- **DATA PROVIDED**
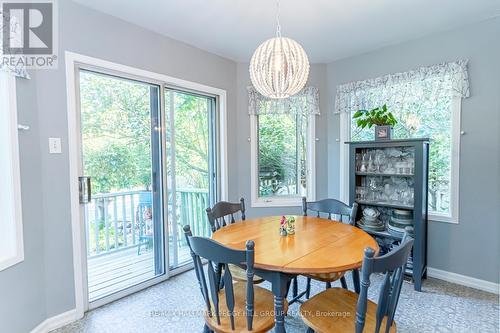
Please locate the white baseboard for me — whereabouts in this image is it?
[30,309,80,333]
[427,267,500,295]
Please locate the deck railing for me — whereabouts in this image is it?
[84,189,210,257]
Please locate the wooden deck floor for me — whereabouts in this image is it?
[88,244,190,302]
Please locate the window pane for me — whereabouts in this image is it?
[257,114,307,197]
[351,92,453,215]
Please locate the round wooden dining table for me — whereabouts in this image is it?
[212,216,379,332]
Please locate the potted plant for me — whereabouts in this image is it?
[352,104,397,140]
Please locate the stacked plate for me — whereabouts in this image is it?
[387,209,413,237]
[357,207,385,231]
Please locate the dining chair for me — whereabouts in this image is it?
[292,197,359,299]
[206,198,264,283]
[300,228,413,333]
[184,225,287,333]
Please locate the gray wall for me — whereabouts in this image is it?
[328,18,500,283]
[232,63,328,217]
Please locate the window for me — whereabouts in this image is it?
[0,70,24,271]
[337,62,468,222]
[250,86,317,207]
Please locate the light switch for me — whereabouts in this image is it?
[49,138,61,154]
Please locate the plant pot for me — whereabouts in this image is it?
[375,125,392,141]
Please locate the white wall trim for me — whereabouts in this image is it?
[0,72,24,271]
[427,267,500,295]
[249,115,317,207]
[30,309,79,333]
[65,51,228,319]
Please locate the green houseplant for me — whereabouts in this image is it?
[352,104,397,140]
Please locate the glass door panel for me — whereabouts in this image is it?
[79,69,165,302]
[165,89,217,268]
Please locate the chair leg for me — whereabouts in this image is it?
[340,276,347,289]
[352,269,361,294]
[306,278,311,299]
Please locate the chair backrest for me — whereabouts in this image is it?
[302,197,358,225]
[207,198,245,232]
[184,225,255,331]
[356,227,413,333]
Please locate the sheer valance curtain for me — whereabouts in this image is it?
[247,86,320,115]
[335,60,470,113]
[0,8,30,79]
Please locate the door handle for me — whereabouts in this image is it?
[78,176,92,204]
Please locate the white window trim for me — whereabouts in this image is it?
[0,72,24,271]
[65,51,229,319]
[249,115,316,207]
[340,97,463,224]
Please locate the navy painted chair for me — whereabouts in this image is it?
[293,197,359,298]
[184,225,287,333]
[206,198,245,232]
[134,192,153,255]
[206,198,264,283]
[300,228,413,333]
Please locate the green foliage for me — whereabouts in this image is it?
[351,97,452,213]
[352,104,397,128]
[80,71,208,193]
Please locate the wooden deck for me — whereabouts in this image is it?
[88,247,191,302]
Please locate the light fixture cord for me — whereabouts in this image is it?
[276,0,281,38]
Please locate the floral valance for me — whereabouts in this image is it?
[335,60,470,113]
[0,10,29,79]
[247,86,319,115]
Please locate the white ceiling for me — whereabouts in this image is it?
[75,0,500,63]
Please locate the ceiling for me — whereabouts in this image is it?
[75,0,500,63]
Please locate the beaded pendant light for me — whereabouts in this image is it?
[249,0,309,99]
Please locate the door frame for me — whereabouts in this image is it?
[65,51,228,319]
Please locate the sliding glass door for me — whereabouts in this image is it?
[165,89,217,269]
[78,69,165,303]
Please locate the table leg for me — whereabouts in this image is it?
[352,269,361,294]
[272,272,291,333]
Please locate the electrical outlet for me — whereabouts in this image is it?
[49,138,62,154]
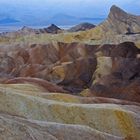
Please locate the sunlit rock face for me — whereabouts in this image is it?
[0,83,140,140]
[1,42,140,102]
[0,6,140,140]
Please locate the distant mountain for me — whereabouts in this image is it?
[0,18,20,24]
[47,14,104,25]
[100,5,140,34]
[68,23,96,32]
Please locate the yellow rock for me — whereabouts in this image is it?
[0,85,140,139]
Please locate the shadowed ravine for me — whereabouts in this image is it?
[0,6,140,140]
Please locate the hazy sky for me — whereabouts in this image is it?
[0,0,140,17]
[0,0,140,24]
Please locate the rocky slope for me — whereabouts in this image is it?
[0,6,140,140]
[68,23,96,32]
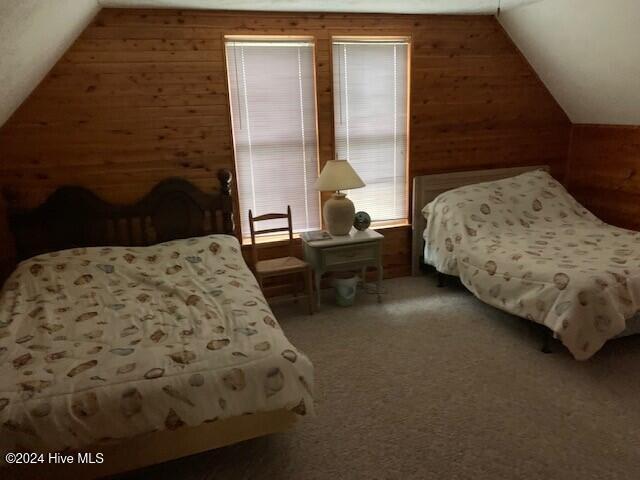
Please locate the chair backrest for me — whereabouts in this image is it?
[249,205,293,266]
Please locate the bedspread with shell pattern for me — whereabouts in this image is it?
[423,171,640,360]
[0,235,313,451]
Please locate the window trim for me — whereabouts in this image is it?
[328,34,413,228]
[221,33,324,240]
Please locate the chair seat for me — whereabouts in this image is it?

- **SHORT PROBLEM**
Please retype all of the material above word for word, leaving out the pictures.

- **REPLY**
Please locate the white baseboard for me — whereabouts in this image is it?
[30,309,80,333]
[427,267,500,295]
Please locate the deck railing for me — whereabouts in this image is it?
[84,189,210,257]
Please locate the wooden deck floor for me — whereabouts in this image is it?
[88,244,190,302]
Please locate the window pane for me — whereabouts in this image is it?
[257,114,307,197]
[351,92,453,215]
Please locate the round wooden dining table for me — whereabouts in this image is it?
[212,216,379,332]
Please locate the potted plant for me — whereabouts in this image is it?
[352,104,397,140]
Please locate the stacked plate for me — whereabouts in this image is it?
[387,209,413,237]
[357,207,385,231]
Please locate the dining chair for me — whereabouts in this image is it?
[292,197,359,299]
[206,198,264,283]
[300,228,413,333]
[184,225,287,333]
Please locate the gray wall for me — whereabouts in this image is it?
[328,18,500,283]
[232,63,328,217]
Please locate the window for me — whereabouts in this image is it?
[0,70,24,271]
[337,62,468,222]
[250,86,317,207]
Please locate the light switch for me — whereabouts in this image is it?
[49,138,61,154]
Please locate the plant pot for me — whereabouts in this image is it?
[375,125,392,141]
Please locate the white wall trim for me — whereabouts in this image is it?
[0,72,24,271]
[427,267,500,295]
[249,115,317,207]
[30,309,79,333]
[65,51,228,319]
Please locate the green houseplant for me — whereabouts in this image is it?
[352,104,397,140]
Please locate the glass door panel for me — whereabouts in this image is it?
[79,69,165,302]
[165,89,217,268]
Please locate the chair leg for me — whereabouts in this image is it?
[340,276,347,289]
[352,269,361,294]
[306,278,311,299]
Please locate the chair backrest for me — whereabouts in this image is it?
[302,197,358,225]
[207,198,245,232]
[184,225,255,331]
[356,227,413,333]
Please locate the sheer valance curtain for me — whereabouts in this image is it?
[247,86,320,115]
[335,60,470,113]
[0,8,30,79]
Please locate the door handle for me — whereabouts in this image is it?
[78,176,92,204]
Please locate the white window trim for me — whereabouts in this image is it?
[0,72,24,271]
[65,51,229,319]
[249,115,316,207]
[340,97,463,224]
Please locate the navy painted chair for me — whereabouts in this image is it?
[293,197,359,298]
[184,225,287,333]
[206,198,245,232]
[134,192,153,255]
[206,198,264,283]
[300,228,413,333]
Please locate the green foliage for me — whereabouts in this image is it?
[351,97,452,213]
[352,104,397,128]
[80,71,208,193]
Please locate the wooden deck for me — whereabouts in this image is it?
[88,247,191,302]
Please locate the light fixture cord for me — whereabouts in this image is it?
[276,0,281,38]
Please locate the floral valance for me — whereabouts in this image is it?
[335,60,470,113]
[0,10,29,79]
[247,86,319,115]
Please locate the white ceiling for me — whereabouts in this image is it?
[75,0,500,63]
Please locate the ceiling for me — whereabouts in this image is it?
[75,0,500,63]
Please locate the beaded pendant light for me — whereabouts in this image is it?
[249,0,309,99]
Please locate the door frame for me — whereabouts in this image is it?
[65,51,228,319]
Please locate the sliding glass door for me — whereabouts in this image is it?
[165,89,217,269]
[78,69,165,303]
Please locate the table leg for me — whereabouts in this image is it?
[352,269,361,294]
[272,272,291,333]
Please locate the electrical outlet for me — whereabouts in this image is it?
[49,138,62,154]
Please locate the sunlit rock face for me — whereabouts in this image is it?
[0,83,140,140]
[1,42,140,102]
[0,6,140,140]
Please locate the distant mountain for me — whereabouts in this image is it?
[0,18,20,24]
[47,14,104,25]
[100,5,140,34]
[68,23,96,32]
Please locate the yellow rock for me — whereabouts in this image is it?
[0,85,140,139]
Please locate the shadowed ravine for me — whereabouts in this image is it?
[0,6,140,140]
Please locate the hazy sky for me — whereabouts in this image is it?
[0,0,140,17]
[0,0,140,24]
Please locate the rocky slope for me — whereabouts in this image is it?
[0,6,140,140]
[68,23,96,32]
Please locate the chair backrest for me — whereabouts in this image is it?
[249,205,293,266]
Please locate the bedspread with shell pattern for me — whereabouts in this image is it?
[423,171,640,360]
[0,235,313,451]
Please locate the window trim for me — whereabouts in this image is it?
[328,34,413,228]
[221,33,324,240]
Please locate the chair seat for me — whereabouts in this image is it?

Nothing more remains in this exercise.